Named object pointing items:
..............................
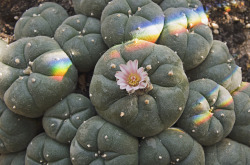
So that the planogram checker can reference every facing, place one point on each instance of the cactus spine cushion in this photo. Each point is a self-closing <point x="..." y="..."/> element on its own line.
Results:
<point x="35" y="74"/>
<point x="153" y="100"/>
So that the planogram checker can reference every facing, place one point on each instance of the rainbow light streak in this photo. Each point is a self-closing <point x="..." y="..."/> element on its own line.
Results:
<point x="136" y="44"/>
<point x="177" y="130"/>
<point x="244" y="85"/>
<point x="149" y="31"/>
<point x="226" y="102"/>
<point x="203" y="15"/>
<point x="114" y="54"/>
<point x="227" y="8"/>
<point x="60" y="68"/>
<point x="230" y="75"/>
<point x="202" y="118"/>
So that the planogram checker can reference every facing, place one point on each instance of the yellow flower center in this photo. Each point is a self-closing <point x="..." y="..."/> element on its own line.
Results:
<point x="133" y="79"/>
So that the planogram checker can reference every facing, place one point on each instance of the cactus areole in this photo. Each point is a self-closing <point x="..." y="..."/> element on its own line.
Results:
<point x="139" y="86"/>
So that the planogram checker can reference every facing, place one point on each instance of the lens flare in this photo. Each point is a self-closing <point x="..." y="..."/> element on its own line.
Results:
<point x="183" y="23"/>
<point x="136" y="45"/>
<point x="231" y="74"/>
<point x="149" y="31"/>
<point x="202" y="14"/>
<point x="244" y="85"/>
<point x="202" y="118"/>
<point x="60" y="68"/>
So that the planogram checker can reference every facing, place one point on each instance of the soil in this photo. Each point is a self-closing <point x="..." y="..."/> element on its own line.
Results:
<point x="229" y="21"/>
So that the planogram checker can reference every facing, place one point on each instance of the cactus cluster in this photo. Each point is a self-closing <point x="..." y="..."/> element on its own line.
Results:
<point x="161" y="90"/>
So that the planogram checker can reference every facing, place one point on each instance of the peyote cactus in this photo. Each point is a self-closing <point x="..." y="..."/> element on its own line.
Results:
<point x="165" y="4"/>
<point x="15" y="131"/>
<point x="241" y="129"/>
<point x="185" y="33"/>
<point x="220" y="67"/>
<point x="195" y="5"/>
<point x="91" y="8"/>
<point x="44" y="150"/>
<point x="17" y="158"/>
<point x="227" y="152"/>
<point x="209" y="113"/>
<point x="35" y="74"/>
<point x="41" y="20"/>
<point x="80" y="37"/>
<point x="153" y="100"/>
<point x="2" y="47"/>
<point x="172" y="146"/>
<point x="124" y="20"/>
<point x="99" y="142"/>
<point x="61" y="121"/>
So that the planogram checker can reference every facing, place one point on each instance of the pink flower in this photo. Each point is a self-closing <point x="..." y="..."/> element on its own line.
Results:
<point x="131" y="78"/>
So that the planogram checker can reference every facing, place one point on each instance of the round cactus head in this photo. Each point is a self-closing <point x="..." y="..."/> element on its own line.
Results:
<point x="42" y="20"/>
<point x="61" y="121"/>
<point x="219" y="66"/>
<point x="35" y="72"/>
<point x="16" y="131"/>
<point x="80" y="37"/>
<point x="227" y="151"/>
<point x="139" y="86"/>
<point x="16" y="158"/>
<point x="124" y="20"/>
<point x="209" y="113"/>
<point x="44" y="150"/>
<point x="171" y="146"/>
<point x="241" y="129"/>
<point x="99" y="142"/>
<point x="91" y="8"/>
<point x="185" y="33"/>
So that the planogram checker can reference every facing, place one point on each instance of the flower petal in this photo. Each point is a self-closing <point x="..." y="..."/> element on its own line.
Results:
<point x="134" y="66"/>
<point x="124" y="68"/>
<point x="120" y="75"/>
<point x="140" y="70"/>
<point x="142" y="85"/>
<point x="129" y="88"/>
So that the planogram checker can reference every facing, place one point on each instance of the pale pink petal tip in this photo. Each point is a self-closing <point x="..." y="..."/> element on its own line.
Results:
<point x="131" y="78"/>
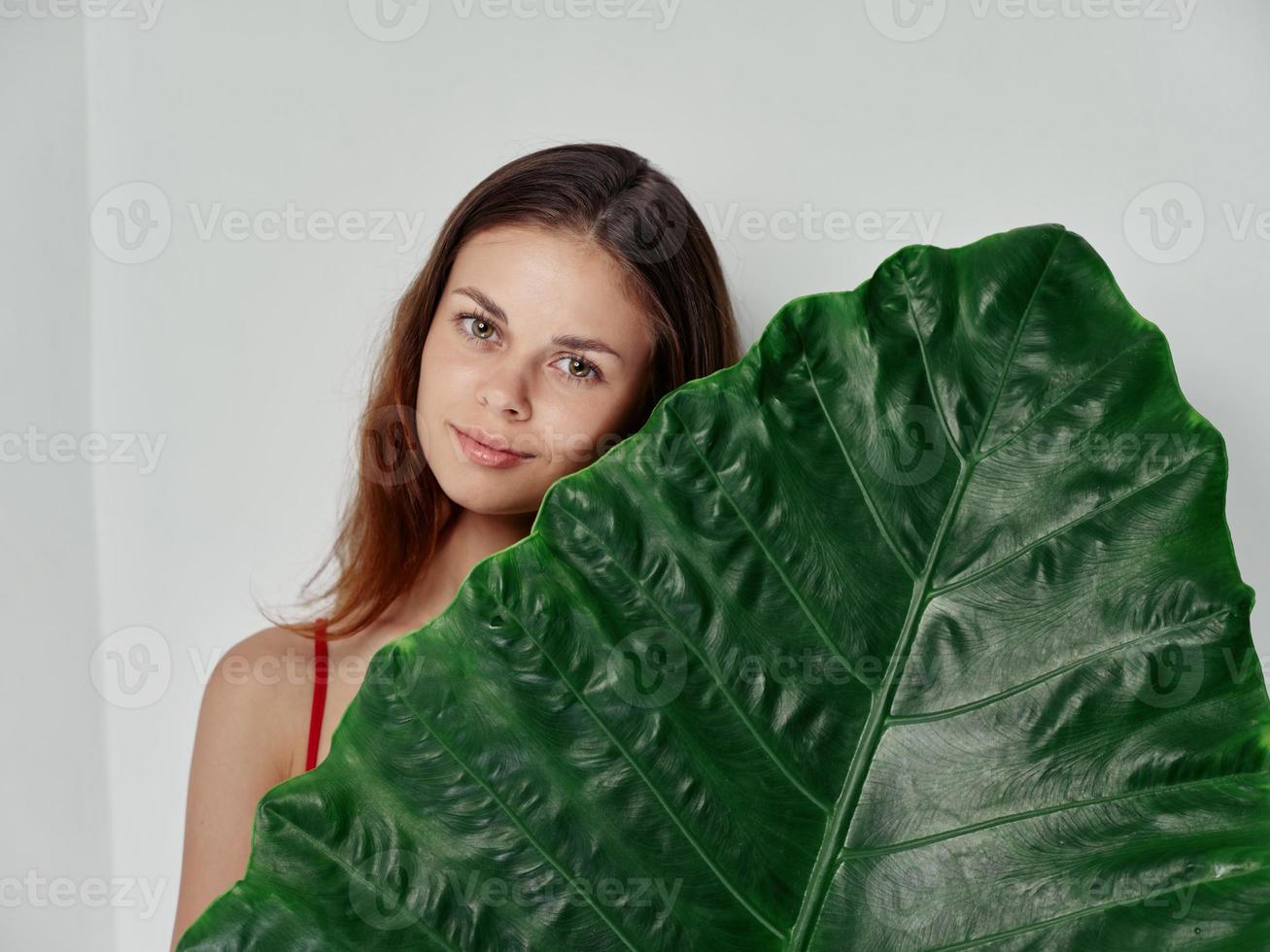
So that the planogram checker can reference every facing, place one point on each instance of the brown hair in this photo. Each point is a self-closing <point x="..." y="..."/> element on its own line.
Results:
<point x="390" y="529"/>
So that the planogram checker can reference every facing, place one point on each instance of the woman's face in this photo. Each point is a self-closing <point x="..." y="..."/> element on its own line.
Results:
<point x="533" y="348"/>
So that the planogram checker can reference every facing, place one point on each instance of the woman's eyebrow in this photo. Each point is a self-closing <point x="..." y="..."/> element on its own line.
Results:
<point x="570" y="340"/>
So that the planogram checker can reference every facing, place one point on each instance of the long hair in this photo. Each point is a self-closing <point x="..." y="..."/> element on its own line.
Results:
<point x="611" y="195"/>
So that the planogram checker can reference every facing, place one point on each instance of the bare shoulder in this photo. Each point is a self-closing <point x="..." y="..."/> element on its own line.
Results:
<point x="257" y="694"/>
<point x="244" y="743"/>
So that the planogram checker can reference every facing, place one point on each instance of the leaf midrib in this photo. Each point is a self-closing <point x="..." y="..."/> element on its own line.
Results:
<point x="870" y="735"/>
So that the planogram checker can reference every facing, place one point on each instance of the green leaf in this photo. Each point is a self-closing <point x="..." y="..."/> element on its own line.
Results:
<point x="917" y="629"/>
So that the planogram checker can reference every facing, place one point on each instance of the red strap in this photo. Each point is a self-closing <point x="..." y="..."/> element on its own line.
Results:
<point x="321" y="677"/>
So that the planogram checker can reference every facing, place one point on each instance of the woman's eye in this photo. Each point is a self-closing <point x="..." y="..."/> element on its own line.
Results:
<point x="480" y="327"/>
<point x="578" y="371"/>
..............................
What you have to do: Render every line of the items above as a Markdown table with two columns, "Row" and "Item line", numbering each row and skipping blank lines. Leave the pictures out of the answer.

The solution:
| Row | Item line |
|---|---|
| 1 | So that the planogram checker can reference every facing, place one point on each instance of the cactus spine cushion in this photo. Each point is a self-closing <point x="..." y="..."/> element on its own line. |
| 2 | Results: |
| 3 | <point x="35" y="74"/> |
| 4 | <point x="153" y="100"/> |
| 5 | So that the planogram checker can reference every facing, place one point on each instance of the rainbow light streak in this photo. Each point is a self-closing <point x="..." y="..."/> element on its own line. |
| 6 | Results: |
| 7 | <point x="136" y="44"/> |
| 8 | <point x="177" y="130"/> |
| 9 | <point x="244" y="85"/> |
| 10 | <point x="149" y="31"/> |
| 11 | <point x="226" y="102"/> |
| 12 | <point x="203" y="15"/> |
| 13 | <point x="114" y="54"/> |
| 14 | <point x="227" y="8"/> |
| 15 | <point x="60" y="68"/> |
| 16 | <point x="230" y="75"/> |
| 17 | <point x="202" y="118"/> |
| 18 | So that the planogram checker can reference every facing, place one point on each instance of the yellow flower center in this photo. Each point is a self-closing <point x="..." y="..."/> element on its own line. |
| 19 | Results: |
| 20 | <point x="133" y="79"/> |
| 21 | So that the planogram checker can reference every facing, place one point on each instance of the cactus areole in this photo. Each point is a self-closing <point x="..." y="..."/> element on its own line. |
| 22 | Results: |
| 23 | <point x="139" y="86"/> |
| 24 | So that the planogram checker can reference every facing, place one point on each instance of the lens flare in this photo. Each point is a self-closing <point x="..." y="..."/> element on its own line. |
| 25 | Results: |
| 26 | <point x="183" y="23"/> |
| 27 | <point x="136" y="45"/> |
| 28 | <point x="231" y="74"/> |
| 29 | <point x="149" y="31"/> |
| 30 | <point x="202" y="14"/> |
| 31 | <point x="244" y="85"/> |
| 32 | <point x="202" y="118"/> |
| 33 | <point x="60" y="68"/> |
| 34 | So that the planogram checker can reference every facing, place one point on each instance of the soil in this photo. Each point is a self-closing <point x="..." y="..."/> element on its own line. |
| 35 | Results: |
| 36 | <point x="229" y="21"/> |
| 37 | So that the planogram checker can reference every facing, place one point on each instance of the cactus cluster in this photo. Each point is a self-closing <point x="..." y="..."/> element on its own line. |
| 38 | Results: |
| 39 | <point x="161" y="90"/> |
| 40 | So that the planogram checker can reference every facing, place one point on each instance of the peyote cactus in this photo. Each point is a self-closing <point x="..." y="..."/> element on its own line. |
| 41 | Results: |
| 42 | <point x="165" y="4"/> |
| 43 | <point x="15" y="131"/> |
| 44 | <point x="241" y="129"/> |
| 45 | <point x="185" y="33"/> |
| 46 | <point x="220" y="67"/> |
| 47 | <point x="195" y="5"/> |
| 48 | <point x="91" y="8"/> |
| 49 | <point x="44" y="150"/> |
| 50 | <point x="17" y="158"/> |
| 51 | <point x="227" y="152"/> |
| 52 | <point x="209" y="113"/> |
| 53 | <point x="35" y="74"/> |
| 54 | <point x="41" y="20"/> |
| 55 | <point x="80" y="37"/> |
| 56 | <point x="153" y="100"/> |
| 57 | <point x="2" y="47"/> |
| 58 | <point x="172" y="146"/> |
| 59 | <point x="124" y="20"/> |
| 60 | <point x="99" y="142"/> |
| 61 | <point x="61" y="121"/> |
| 62 | So that the planogram checker can reference every facing, place one point on each instance of the pink flower in this photo. Each point is a self-closing <point x="..." y="..."/> element on its own line. |
| 63 | Results: |
| 64 | <point x="131" y="78"/> |
| 65 | So that the planogram checker can reference every facing, place one point on each instance of the round cactus head in this photo. Each point is a self-closing <point x="..." y="..."/> element on its own line. |
| 66 | Results: |
| 67 | <point x="42" y="20"/> |
| 68 | <point x="61" y="121"/> |
| 69 | <point x="219" y="66"/> |
| 70 | <point x="35" y="72"/> |
| 71 | <point x="16" y="131"/> |
| 72 | <point x="80" y="37"/> |
| 73 | <point x="227" y="151"/> |
| 74 | <point x="139" y="86"/> |
| 75 | <point x="16" y="158"/> |
| 76 | <point x="124" y="20"/> |
| 77 | <point x="209" y="113"/> |
| 78 | <point x="44" y="150"/> |
| 79 | <point x="171" y="146"/> |
| 80 | <point x="241" y="129"/> |
| 81 | <point x="99" y="142"/> |
| 82 | <point x="91" y="8"/> |
| 83 | <point x="185" y="33"/> |
| 84 | So that the planogram checker can reference every facing, place one point on each instance of the flower petal in this photo. Each point is a self-closing <point x="..." y="..."/> element on its own line. |
| 85 | Results: |
| 86 | <point x="134" y="66"/> |
| 87 | <point x="124" y="68"/> |
| 88 | <point x="120" y="75"/> |
| 89 | <point x="140" y="70"/> |
| 90 | <point x="142" y="85"/> |
| 91 | <point x="129" y="88"/> |
| 92 | So that the planogram checker can reference every facing, place one point on each instance of the pale pink petal tip in this photo. Each point is a self-closing <point x="..." y="..."/> element on its own line. |
| 93 | Results: |
| 94 | <point x="131" y="78"/> |
| 95 | So that the planogram checker can reference every facing, place one point on each instance of the brown hair in this photo. Each point is a self-closing <point x="..." y="..."/> element on its own line. |
| 96 | Results: |
| 97 | <point x="390" y="529"/> |
| 98 | So that the planogram checker can reference every facing, place one point on each instance of the woman's face in this photo. Each point is a self-closing <point x="..." y="..."/> element on its own line. |
| 99 | Results: |
| 100 | <point x="533" y="348"/> |
| 101 | So that the planogram checker can reference every facing, place one point on each instance of the woman's eyebrow in this photo. Each point is a self-closing <point x="..." y="..."/> element on its own line. |
| 102 | Results: |
| 103 | <point x="570" y="340"/> |
| 104 | So that the planogram checker can reference every facing, place one point on each instance of the long hair in this photo. Each point is a self-closing <point x="..." y="..."/> element on its own line. |
| 105 | Results: |
| 106 | <point x="611" y="195"/> |
| 107 | So that the planogram checker can reference every facing, place one point on each instance of the bare shoulder in this photo. Each point is a self-closing <point x="..." y="..."/> element on its own line. |
| 108 | Results: |
| 109 | <point x="257" y="694"/> |
| 110 | <point x="244" y="743"/> |
| 111 | So that the planogram checker can reference every facing, place one point on each instance of the leaf midrib in this photo. Each point is a self-closing <point x="..." y="..."/> element on its own line. |
| 112 | Results: |
| 113 | <point x="870" y="735"/> |
| 114 | So that the planogram checker can reference every facing, place one point on each instance of the green leaf in this photo. Each point is a self-closing <point x="..." y="..."/> element on its own line. |
| 115 | Results: |
| 116 | <point x="917" y="629"/> |
| 117 | So that the planogram checker can reference every facing, place one point on each instance of the red strap in this photo. Each point is a self-closing <point x="..." y="..."/> element on its own line. |
| 118 | Results: |
| 119 | <point x="321" y="677"/> |
| 120 | So that the planogram checker can reference every facing, place one point on each instance of the woman's eye in this photo. Each point is a self-closing <point x="..." y="..."/> element on its own line. |
| 121 | Results: |
| 122 | <point x="480" y="327"/> |
| 123 | <point x="578" y="371"/> |